Segment Open

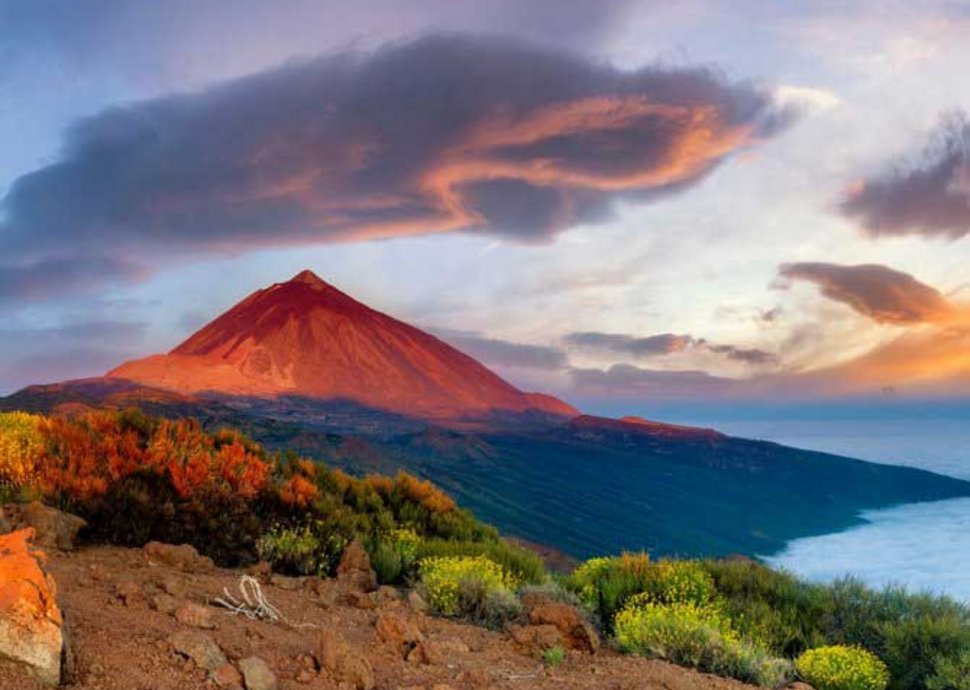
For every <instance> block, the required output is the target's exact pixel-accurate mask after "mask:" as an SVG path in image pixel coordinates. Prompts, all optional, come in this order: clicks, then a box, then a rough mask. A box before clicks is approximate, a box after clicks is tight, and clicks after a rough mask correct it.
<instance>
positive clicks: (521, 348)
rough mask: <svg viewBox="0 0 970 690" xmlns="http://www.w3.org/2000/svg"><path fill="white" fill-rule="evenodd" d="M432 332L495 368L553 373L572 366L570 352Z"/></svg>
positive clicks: (525, 344)
mask: <svg viewBox="0 0 970 690" xmlns="http://www.w3.org/2000/svg"><path fill="white" fill-rule="evenodd" d="M432 332H433V333H434V334H435V335H436V336H438V337H439V338H441V339H442V340H444V341H445V342H446V343H448V344H449V345H451V346H452V347H455V348H457V349H459V350H461V351H462V352H464V353H465V354H467V355H471V356H472V357H474V358H475V359H477V360H480V361H481V362H483V363H485V364H489V365H492V366H505V367H524V368H528V369H542V370H549V371H553V370H557V369H563V368H565V367H567V366H568V365H569V361H568V359H567V357H566V353H565V352H563V351H561V350H558V349H556V348H554V347H548V346H544V345H529V344H525V343H515V342H511V341H508V340H501V339H498V338H487V337H485V336H483V335H481V334H479V333H470V332H467V331H451V330H442V329H432Z"/></svg>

Segment Closed

§ **Exercise**
Set all of the records down once more, letter for letter, with the images removed.

§ **Response**
For every <instance> block, the required output is the target's exact pixel-accurate mask after "mask:" as an SVG path in image pixel coordinates. Prompts, all optional, come in this order: clicks, then a box, then a rough mask. A box before clicks is approximate, a box after clicks is tight, and clicks after a rough mask correct it.
<instance>
positive clicks: (521, 348)
rough mask: <svg viewBox="0 0 970 690" xmlns="http://www.w3.org/2000/svg"><path fill="white" fill-rule="evenodd" d="M432 332L495 368L553 373L572 366L570 352Z"/></svg>
positive clicks: (525, 344)
mask: <svg viewBox="0 0 970 690" xmlns="http://www.w3.org/2000/svg"><path fill="white" fill-rule="evenodd" d="M432 332H433V333H434V334H435V335H436V336H438V337H439V338H441V339H442V340H444V341H445V342H446V343H448V344H449V345H451V346H452V347H455V348H457V349H459V350H461V351H462V352H464V353H465V354H467V355H471V356H472V357H474V358H475V359H477V360H480V361H481V362H483V363H485V364H489V365H492V366H505V367H524V368H528V369H542V370H549V371H553V370H557V369H563V368H565V367H567V366H568V365H569V361H568V359H567V357H566V353H565V352H563V351H561V350H558V349H556V348H554V347H548V346H544V345H529V344H525V343H515V342H511V341H508V340H501V339H498V338H487V337H485V336H483V335H481V334H479V333H470V332H467V331H451V330H442V329H432Z"/></svg>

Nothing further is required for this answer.